* _Short exercise_: Rewrite the material below as a numbered list with one line per item, and omit any blank lines.
___ Items ___
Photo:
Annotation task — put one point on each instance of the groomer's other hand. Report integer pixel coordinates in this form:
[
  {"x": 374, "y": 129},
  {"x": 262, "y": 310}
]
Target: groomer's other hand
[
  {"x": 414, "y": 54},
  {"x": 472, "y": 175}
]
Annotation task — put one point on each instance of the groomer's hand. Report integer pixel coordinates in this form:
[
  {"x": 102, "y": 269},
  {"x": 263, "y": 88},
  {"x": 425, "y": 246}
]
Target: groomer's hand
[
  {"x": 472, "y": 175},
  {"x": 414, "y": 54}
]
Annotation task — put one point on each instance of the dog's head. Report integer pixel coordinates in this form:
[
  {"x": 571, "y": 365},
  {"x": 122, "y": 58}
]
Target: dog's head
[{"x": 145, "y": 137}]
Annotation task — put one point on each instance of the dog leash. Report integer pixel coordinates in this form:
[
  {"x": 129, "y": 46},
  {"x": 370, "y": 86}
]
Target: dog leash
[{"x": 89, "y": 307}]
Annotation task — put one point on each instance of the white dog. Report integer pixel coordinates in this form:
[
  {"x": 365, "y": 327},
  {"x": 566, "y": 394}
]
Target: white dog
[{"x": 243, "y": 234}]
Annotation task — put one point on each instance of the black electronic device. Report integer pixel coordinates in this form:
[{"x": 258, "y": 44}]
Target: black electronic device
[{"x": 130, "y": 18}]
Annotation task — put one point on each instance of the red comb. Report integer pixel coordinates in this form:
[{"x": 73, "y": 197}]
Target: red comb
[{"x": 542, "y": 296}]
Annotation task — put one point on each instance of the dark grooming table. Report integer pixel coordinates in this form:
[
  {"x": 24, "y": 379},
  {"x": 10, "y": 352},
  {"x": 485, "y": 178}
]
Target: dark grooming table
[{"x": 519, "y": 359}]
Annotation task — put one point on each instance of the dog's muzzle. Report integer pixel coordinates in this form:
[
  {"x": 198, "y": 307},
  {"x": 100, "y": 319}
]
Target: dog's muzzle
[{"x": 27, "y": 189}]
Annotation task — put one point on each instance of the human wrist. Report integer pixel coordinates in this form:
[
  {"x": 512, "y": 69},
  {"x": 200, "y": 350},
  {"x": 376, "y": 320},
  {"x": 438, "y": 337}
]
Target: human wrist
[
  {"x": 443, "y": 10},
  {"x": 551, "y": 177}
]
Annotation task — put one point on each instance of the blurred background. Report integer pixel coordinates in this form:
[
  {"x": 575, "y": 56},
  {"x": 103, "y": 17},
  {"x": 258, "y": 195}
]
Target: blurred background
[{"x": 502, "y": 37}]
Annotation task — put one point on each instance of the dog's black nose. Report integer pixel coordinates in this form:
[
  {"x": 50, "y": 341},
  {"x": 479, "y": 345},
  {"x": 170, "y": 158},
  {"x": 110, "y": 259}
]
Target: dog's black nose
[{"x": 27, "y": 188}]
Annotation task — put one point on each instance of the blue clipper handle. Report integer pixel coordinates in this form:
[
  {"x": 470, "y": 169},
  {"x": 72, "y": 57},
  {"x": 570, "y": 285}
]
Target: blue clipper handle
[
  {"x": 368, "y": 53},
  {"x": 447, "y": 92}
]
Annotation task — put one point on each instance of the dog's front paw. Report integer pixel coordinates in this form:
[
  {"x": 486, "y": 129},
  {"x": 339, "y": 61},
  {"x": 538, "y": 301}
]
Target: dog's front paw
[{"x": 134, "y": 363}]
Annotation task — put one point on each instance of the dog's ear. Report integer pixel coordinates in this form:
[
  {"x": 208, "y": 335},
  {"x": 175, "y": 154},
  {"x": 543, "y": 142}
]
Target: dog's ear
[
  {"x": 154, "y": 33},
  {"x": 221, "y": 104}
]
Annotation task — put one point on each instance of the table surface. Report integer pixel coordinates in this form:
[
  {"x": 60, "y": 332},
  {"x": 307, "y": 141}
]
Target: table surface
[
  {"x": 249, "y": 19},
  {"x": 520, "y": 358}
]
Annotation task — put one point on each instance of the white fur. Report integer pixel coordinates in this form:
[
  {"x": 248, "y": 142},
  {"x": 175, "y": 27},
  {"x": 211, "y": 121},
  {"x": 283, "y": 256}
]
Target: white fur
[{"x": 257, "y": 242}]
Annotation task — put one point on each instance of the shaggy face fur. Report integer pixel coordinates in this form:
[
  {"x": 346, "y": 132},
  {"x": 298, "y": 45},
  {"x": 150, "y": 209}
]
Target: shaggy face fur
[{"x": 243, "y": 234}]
___
* _Final answer_:
1. Photo:
2. Annotation task — put one point on each instance of the groomer's other hand. Report integer pixel coordinates in this form:
3. [
4.   {"x": 374, "y": 129},
5.   {"x": 262, "y": 310}
6. ]
7. Target: groomer's other hand
8. [
9.   {"x": 414, "y": 54},
10.   {"x": 472, "y": 175}
11. ]
12. Annotation task — put one point on each instance of the groomer's hand. Report integer pixel coordinates in this form:
13. [
14.   {"x": 102, "y": 269},
15.   {"x": 263, "y": 88},
16.   {"x": 425, "y": 246}
17. ]
18. Target: groomer's hand
19. [
20.   {"x": 472, "y": 175},
21.   {"x": 414, "y": 54}
22. ]
23. Annotation task — put one point on each instance of the dog's head. Report integer pixel coordinates in this form:
24. [
25.   {"x": 571, "y": 365},
26.   {"x": 122, "y": 58}
27. ]
28. Target: dog's head
29. [{"x": 145, "y": 137}]
30. Annotation task — put one point on each instance of the dog leash. Report integer pixel coordinates in this form:
31. [
32.   {"x": 129, "y": 46},
33.   {"x": 370, "y": 86}
34. ]
35. Target: dog leash
36. [{"x": 89, "y": 307}]
37. Annotation task — put one point on each instance of the white dog. Report integer pixel coordinates in this form:
38. [
39.   {"x": 365, "y": 327},
40.   {"x": 566, "y": 394}
41. ]
42. Target: white dog
43. [{"x": 243, "y": 234}]
44. Annotation task — put one point on each instance of the black electronic device. Report integer pixel coordinates in this form:
45. [{"x": 258, "y": 44}]
46. Target: black electronic device
47. [{"x": 130, "y": 18}]
48. Annotation task — put one point on each instance of the red comb. Report integer pixel coordinates in this form:
49. [{"x": 73, "y": 197}]
50. Target: red comb
51. [{"x": 542, "y": 296}]
52. Annotation task — put one point on each instance of the dark grooming table. Report integer pixel coordinates in this form:
53. [
54.   {"x": 24, "y": 379},
55.   {"x": 10, "y": 352},
56.   {"x": 485, "y": 178}
57. ]
58. Target: dark grooming table
59. [{"x": 519, "y": 359}]
60. Annotation task — put one point on each instance of the dog's muzzle. Report integer pixel coordinates in this form:
61. [
62.   {"x": 198, "y": 307},
63.   {"x": 100, "y": 319}
64. ]
65. Target: dog's muzzle
66. [{"x": 27, "y": 189}]
67. Annotation task — put one point on each instance of the human wrist. Report integer pixel coordinates in this form:
68. [
69.   {"x": 512, "y": 69},
70.   {"x": 200, "y": 350},
71.   {"x": 376, "y": 320},
72.   {"x": 438, "y": 337}
73. ]
74. Target: human wrist
75. [
76.   {"x": 443, "y": 10},
77.   {"x": 551, "y": 177}
78. ]
79. Annotation task — put one point on each instance of the blurred background. Report integer pixel coordinates in this form:
80. [
81.   {"x": 575, "y": 56},
82.   {"x": 103, "y": 17},
83.   {"x": 258, "y": 195}
84. ]
85. Target: blurred background
86. [{"x": 502, "y": 37}]
87. Annotation task — put one point on each instance of the dog's black nose. Report integer pixel coordinates in this form:
88. [
89.   {"x": 50, "y": 341},
90.   {"x": 479, "y": 345},
91.   {"x": 170, "y": 158},
92.   {"x": 110, "y": 259}
93. ]
94. Target: dog's black nose
95. [{"x": 27, "y": 188}]
96. Annotation task — put one point on each instance of the blue clipper handle. Report integer pixel coordinates in this form:
97. [
98.   {"x": 470, "y": 169},
99.   {"x": 72, "y": 57},
100.   {"x": 570, "y": 285}
101. ]
102. Target: blue clipper handle
103. [
104.   {"x": 368, "y": 53},
105.   {"x": 447, "y": 92}
106. ]
107. Annotation task — put one point on each instance of the dog's front paw. Report integer pixel coordinates in this form:
108. [
109.   {"x": 486, "y": 129},
110.   {"x": 339, "y": 61},
111.   {"x": 538, "y": 301}
112. ]
113. Target: dog's front paw
114. [{"x": 134, "y": 363}]
115. Annotation task — put one point on each instance of the dog's ear. Report integer pixel coordinates in this form:
116. [
117.   {"x": 208, "y": 335},
118.   {"x": 175, "y": 154},
119.   {"x": 543, "y": 142}
120. ]
121. Target: dog's ear
122. [
123.   {"x": 154, "y": 33},
124.   {"x": 221, "y": 104}
125. ]
126. Annotation task — put one point on each instance of the table surface. Report integer pixel coordinates in this form:
127. [
128.   {"x": 60, "y": 332},
129.   {"x": 307, "y": 141}
130. ]
131. Target: table surface
132. [
133.   {"x": 249, "y": 19},
134.   {"x": 520, "y": 358}
135. ]
136. Annotation task — put one point on each instance of the white fur. Report integer pixel coordinates in this form:
137. [
138.   {"x": 248, "y": 142},
139.   {"x": 175, "y": 27},
140.   {"x": 211, "y": 121},
141.   {"x": 283, "y": 256}
142. ]
143. Target: white fur
144. [{"x": 257, "y": 242}]
145. Annotation task — put one point on each instance of the shaggy face fur. Report integer pixel coordinates in this form:
146. [
147.   {"x": 346, "y": 132},
148.   {"x": 298, "y": 45},
149.   {"x": 150, "y": 209}
150. ]
151. Target: shaggy face fur
152. [{"x": 243, "y": 234}]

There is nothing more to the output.